___ Page excerpt ___

This can also be seen with pathogenic bacteria inside its host, where iron is bound tightly by haemoglobin, transferrin, lactoferrin and ferritin, and thus low in concentration (10^{−24} mol L^{−1}). Here it secretes siderophores which has a higher affinity (with a formation constant, or ([ML])/([M][L]), of 10^{49})to Fe^{3+} than the host's iron-binding proteins, and so will remove iron and then transported inside the cell. Bacillus anthracis, a Gram-positive bacteria that causes anthrax, secretes two siderophores: bacillibactin and petrobactin.
Escherichia coli secretes many iron-siderophore transports, but produce only one siderophore—enterobactin. The ferric enterobactin receptor FepA recognises the catecholate part of ferric enterobactin (FeEnt), and transports it across the outer membrane from the extracellular space into the periplasm. The binding is thought to be in two phases, a fast step which recognises FeEnt, and a slower step which may be the first step in translocation—preparing the complex for translocation. Both steps occur independently of the TonB–ExbB–ExbD complex and the proton motive force it provides.
In the periplasm, FeEnt is bound by FepB and passed to the integral inner membrane proteins FepG and FepD through active transport, with the energy provided by ATP hydrolysis catalysed by cytoplasmic FepC. In the cytoplasm, the Fes enterobactin esterase hydrolyses and this cleaves enterobactin, releasing Fe^{3+} which will subsequently be reduced by the same protein, Fes, to Fe^{2+}.

==Possible Mechanisms==

When enterobactin binds ferric iron, this both alters the 3-dimensional conformation of the molecule and changes the charge from neutral to negative 3. The FepA binding site, formed by the extracellular loops, is composed of positively charged amino acids. The combination of charge-specificity and size restriction of the barrel makes FepA import highly specific for ferric-enterobactin.

The mechanism of transport has been described as similar to an air lock. When the ligand is bound, it is hypothesized to close the pore at the extracellular side, thus preventing anything from exiting through the pore. FepA then interacts with TonB through a 5 amino acid consensus sequence, which induces a change to the N-terminal opening a channel to the periplasmic side. This would allow FepA to transport ferric-enterobactin without allowing ions and small molecules from passing in either direction.

When the ligand is bound by FepA, the conformation of the N-terminal domain is changed so as to open the pore. There is controversy regarding how space is opened within the barrel to allow the ligand to pass through. Either the N-terminal plug domain remains within the barrel and undergoes conformational changes to create a pore or it temporarily drops out of the barrel. It has been hypothesized that it is energetically nonsensical to remove the whole of the N-terminal domain for translocation, because this requires the breakage of the salt bridges and numerous hydrogen bonds, however, since the barrel is water-filled, the energy required would be much less than previously thought.

The role of the N-terminus is revealed by using a deletion mutation of the N-terminal plug; the protein was still able to be inserted into the membrane, but acts as a non-selective pore for larger molecules, exhibited by increased permeability of the cell to maltotetraose, maltopentaose, ferrichrome, as well as several antibiotics including albomycin, vancomycin and bacitracin. However, this has to be treated with caution, as the conformation of the barrel may change in the absence of the N-terminal plug.

___ Data shown ___

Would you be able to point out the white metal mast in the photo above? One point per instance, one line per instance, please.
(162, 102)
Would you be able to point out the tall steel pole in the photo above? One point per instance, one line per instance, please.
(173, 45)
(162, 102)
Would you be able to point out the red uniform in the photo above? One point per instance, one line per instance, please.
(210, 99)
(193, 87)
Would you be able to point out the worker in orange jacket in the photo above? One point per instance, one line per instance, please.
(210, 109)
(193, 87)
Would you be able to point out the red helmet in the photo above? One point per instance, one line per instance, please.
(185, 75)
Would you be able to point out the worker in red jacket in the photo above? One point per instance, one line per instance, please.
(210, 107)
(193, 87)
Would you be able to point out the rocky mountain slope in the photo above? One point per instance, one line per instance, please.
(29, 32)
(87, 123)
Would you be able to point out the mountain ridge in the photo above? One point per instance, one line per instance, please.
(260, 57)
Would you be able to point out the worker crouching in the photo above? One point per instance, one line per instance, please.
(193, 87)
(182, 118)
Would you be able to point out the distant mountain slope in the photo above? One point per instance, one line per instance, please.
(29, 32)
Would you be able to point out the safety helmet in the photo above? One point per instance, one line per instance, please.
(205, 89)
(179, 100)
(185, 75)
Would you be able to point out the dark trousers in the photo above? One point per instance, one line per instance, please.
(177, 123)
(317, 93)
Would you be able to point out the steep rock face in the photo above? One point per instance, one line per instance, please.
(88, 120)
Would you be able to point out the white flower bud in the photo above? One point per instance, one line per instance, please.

___

Action item A:
Answer these questions from the iron-uptake text, each in a few words:
(i) Which two siderophores does Bacillus anthracis secrete?
(ii) Which protein catalyzes the ATP hydrolysis that powers FeEnt transport to FepG and FepD?
(iii) What has the FepA transport mechanism been compared to?
Action item B:
Translate this sentence from the iron-uptake text into Spanish: "The mechanism of transport has been described as similar to an air lock."
Action item C:
Decide whether each statement agrees with the iron-uptake text. Answer yes or no and quote the words of the text that settle it.
(i) Escherichia coli produces only one siderophore.
(ii) The two binding steps of FepA depend on the proton motive force supplied by the TonB–ExbB–ExbD complex.
(iii) The FepA binding site is made up of negatively charged amino acids.

Response area A:
(i) Bacillibactin and petrobactin
(ii) Cytoplasmic FepC
(iii) An air lock

Response area B:
El mecanismo de transporte se ha descrito como similar a una esclusa de aire.

Response area C:
(i) Yes: "but produce only one siderophore—enterobactin"
(ii) No: "Both steps occur independently of the TonB–ExbB–ExbD complex and the proton motive force it provides."
(iii) No: "is composed of positively charged amino acids"